# Start of MATERIALS PROVIDED

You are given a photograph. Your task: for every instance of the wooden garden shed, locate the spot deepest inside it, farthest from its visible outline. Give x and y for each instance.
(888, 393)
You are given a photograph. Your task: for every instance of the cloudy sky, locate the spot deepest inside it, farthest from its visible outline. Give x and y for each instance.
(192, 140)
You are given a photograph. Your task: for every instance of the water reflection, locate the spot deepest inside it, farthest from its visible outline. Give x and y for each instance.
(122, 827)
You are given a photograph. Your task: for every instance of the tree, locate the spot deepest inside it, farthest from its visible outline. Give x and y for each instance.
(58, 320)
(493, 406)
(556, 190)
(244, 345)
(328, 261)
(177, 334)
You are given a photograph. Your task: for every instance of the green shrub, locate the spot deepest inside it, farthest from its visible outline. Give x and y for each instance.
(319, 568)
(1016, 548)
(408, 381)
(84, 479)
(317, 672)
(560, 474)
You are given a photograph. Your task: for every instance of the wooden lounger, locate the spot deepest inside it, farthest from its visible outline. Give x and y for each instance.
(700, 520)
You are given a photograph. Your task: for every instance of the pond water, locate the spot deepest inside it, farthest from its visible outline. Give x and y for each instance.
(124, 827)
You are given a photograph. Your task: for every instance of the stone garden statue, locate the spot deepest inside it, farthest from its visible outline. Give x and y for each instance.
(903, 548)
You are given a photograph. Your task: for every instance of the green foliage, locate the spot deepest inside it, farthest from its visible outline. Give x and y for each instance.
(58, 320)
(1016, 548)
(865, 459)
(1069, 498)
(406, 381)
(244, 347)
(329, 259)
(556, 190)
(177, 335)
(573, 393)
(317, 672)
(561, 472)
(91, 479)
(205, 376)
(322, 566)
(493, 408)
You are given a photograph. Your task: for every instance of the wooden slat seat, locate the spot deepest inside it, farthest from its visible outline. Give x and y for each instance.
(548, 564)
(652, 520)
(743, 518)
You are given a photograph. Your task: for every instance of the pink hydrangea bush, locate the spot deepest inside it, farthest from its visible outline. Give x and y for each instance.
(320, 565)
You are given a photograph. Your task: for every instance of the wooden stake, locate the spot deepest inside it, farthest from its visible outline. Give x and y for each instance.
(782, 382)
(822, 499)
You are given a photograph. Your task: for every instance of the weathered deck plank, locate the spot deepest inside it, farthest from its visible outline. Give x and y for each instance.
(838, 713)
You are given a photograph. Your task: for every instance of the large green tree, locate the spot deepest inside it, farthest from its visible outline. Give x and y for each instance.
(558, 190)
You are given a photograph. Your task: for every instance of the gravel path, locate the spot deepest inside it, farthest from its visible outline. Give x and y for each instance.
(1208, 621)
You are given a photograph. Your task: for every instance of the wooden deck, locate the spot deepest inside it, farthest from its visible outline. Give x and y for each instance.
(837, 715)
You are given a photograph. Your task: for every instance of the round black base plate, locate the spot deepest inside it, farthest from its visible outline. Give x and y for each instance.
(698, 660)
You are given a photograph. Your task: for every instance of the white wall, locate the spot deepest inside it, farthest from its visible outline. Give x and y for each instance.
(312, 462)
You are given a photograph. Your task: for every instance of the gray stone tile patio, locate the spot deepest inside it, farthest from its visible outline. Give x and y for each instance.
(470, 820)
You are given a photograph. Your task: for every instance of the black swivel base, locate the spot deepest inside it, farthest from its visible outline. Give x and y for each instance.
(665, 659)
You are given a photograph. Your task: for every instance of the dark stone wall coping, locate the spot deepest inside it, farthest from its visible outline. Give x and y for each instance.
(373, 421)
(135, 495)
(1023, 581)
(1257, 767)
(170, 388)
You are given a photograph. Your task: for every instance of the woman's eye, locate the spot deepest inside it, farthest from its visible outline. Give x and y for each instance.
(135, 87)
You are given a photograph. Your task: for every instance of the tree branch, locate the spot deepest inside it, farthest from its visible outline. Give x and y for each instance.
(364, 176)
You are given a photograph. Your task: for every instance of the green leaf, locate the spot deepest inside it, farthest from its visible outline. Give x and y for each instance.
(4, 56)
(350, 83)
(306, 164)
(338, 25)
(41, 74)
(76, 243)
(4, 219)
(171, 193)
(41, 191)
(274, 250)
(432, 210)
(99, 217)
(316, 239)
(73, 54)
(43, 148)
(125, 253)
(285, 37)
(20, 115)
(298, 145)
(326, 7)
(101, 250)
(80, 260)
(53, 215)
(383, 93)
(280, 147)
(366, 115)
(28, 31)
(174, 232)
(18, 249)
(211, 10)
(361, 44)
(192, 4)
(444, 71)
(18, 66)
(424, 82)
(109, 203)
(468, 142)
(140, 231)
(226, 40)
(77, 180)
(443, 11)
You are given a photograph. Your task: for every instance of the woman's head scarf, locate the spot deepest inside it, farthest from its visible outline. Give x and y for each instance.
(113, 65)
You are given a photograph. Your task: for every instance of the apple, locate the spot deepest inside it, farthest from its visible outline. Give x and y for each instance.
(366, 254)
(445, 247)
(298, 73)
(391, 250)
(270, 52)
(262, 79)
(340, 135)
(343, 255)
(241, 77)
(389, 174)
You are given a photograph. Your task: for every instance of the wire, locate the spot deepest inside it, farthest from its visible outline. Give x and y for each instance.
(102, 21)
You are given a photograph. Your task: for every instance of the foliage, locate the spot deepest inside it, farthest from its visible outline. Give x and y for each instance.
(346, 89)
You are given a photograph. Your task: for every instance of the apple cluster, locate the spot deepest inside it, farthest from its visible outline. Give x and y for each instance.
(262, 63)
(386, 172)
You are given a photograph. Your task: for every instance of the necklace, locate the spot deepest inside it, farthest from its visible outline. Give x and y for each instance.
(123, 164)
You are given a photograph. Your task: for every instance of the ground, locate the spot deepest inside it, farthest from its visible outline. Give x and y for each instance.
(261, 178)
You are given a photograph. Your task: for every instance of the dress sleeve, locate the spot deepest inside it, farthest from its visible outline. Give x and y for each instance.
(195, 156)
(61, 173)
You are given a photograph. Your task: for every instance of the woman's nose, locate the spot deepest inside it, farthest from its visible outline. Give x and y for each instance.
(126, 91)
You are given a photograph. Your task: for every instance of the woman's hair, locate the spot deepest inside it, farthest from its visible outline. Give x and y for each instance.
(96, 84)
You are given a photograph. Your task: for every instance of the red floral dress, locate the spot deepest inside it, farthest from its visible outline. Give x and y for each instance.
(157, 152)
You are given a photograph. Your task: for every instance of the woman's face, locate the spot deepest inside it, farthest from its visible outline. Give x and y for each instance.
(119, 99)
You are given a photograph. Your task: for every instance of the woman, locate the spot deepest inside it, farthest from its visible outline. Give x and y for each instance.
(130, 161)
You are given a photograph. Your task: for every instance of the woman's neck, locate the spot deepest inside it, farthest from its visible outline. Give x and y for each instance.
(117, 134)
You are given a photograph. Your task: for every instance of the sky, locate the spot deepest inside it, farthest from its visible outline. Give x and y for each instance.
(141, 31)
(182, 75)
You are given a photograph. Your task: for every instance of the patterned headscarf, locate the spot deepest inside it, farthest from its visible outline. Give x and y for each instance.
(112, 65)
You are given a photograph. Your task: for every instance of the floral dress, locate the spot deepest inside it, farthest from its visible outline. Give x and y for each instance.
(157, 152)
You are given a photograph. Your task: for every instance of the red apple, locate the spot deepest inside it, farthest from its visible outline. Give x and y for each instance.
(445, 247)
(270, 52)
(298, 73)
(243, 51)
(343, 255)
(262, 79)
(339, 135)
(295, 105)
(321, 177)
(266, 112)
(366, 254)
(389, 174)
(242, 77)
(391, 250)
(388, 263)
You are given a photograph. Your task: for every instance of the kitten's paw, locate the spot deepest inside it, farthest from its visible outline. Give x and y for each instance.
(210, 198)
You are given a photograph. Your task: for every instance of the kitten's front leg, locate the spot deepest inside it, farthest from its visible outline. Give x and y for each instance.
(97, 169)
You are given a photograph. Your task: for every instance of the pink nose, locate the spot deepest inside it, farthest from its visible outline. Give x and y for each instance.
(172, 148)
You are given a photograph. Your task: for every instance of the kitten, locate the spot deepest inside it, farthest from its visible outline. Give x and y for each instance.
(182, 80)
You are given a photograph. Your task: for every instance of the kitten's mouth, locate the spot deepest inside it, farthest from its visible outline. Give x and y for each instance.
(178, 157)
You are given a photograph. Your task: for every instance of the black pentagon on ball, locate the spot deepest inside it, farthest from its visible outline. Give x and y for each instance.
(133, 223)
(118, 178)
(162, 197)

# End of MATERIALS PROVIDED

◆ **PROBLEM REQUIREMENTS**
Starting at the line that contains "the black pentagon" and continuing to the final line above, recast those lines as a JSON list of strings with one string per line and no blank lines.

◆ **EXPECTED ANSWER**
[
  "You are given a photograph. Your task: for every instance of the black pentagon on ball, locate the spot deepest inside it, farthest from its visible outline. Give x and y for each instance.",
  "(133, 223)",
  "(118, 178)",
  "(162, 197)"
]